Natural-language object grounding data
..............................

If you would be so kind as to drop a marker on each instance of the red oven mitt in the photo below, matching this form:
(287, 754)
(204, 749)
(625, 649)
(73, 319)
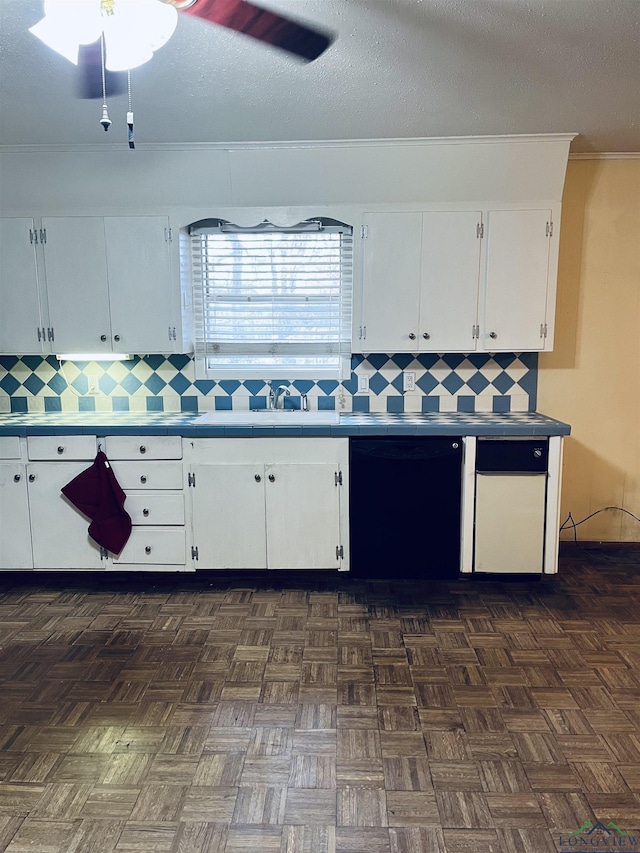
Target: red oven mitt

..............................

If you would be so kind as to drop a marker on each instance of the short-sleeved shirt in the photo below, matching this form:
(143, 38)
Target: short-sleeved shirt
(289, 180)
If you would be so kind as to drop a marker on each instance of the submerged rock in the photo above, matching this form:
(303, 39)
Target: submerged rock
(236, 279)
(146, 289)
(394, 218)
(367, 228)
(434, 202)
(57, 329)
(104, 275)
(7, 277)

..............................

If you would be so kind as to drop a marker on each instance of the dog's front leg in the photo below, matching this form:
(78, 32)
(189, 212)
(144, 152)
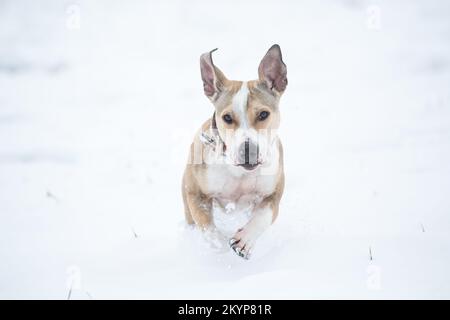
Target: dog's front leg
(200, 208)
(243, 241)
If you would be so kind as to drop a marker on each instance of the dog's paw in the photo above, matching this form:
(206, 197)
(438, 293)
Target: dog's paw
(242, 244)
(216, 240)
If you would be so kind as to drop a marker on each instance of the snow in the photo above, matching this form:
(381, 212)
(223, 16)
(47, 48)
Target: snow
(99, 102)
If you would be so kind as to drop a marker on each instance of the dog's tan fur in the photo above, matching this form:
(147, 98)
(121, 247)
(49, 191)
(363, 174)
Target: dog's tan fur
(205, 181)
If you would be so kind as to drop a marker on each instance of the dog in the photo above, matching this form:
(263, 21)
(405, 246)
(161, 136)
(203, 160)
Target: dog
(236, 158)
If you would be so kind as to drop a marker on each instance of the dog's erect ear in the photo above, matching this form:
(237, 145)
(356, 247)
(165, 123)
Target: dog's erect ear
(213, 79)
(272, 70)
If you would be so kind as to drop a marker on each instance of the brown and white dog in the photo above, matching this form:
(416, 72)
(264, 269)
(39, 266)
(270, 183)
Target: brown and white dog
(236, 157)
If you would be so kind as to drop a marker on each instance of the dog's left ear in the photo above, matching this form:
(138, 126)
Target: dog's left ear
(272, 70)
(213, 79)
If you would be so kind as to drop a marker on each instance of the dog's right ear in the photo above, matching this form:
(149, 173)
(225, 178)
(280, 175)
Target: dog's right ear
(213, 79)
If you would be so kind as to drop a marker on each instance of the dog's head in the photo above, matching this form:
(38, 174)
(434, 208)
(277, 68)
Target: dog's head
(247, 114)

..............................

What you should do: In the records, count every line that includes "oven" and give the count alone.

Answer to the problem: 2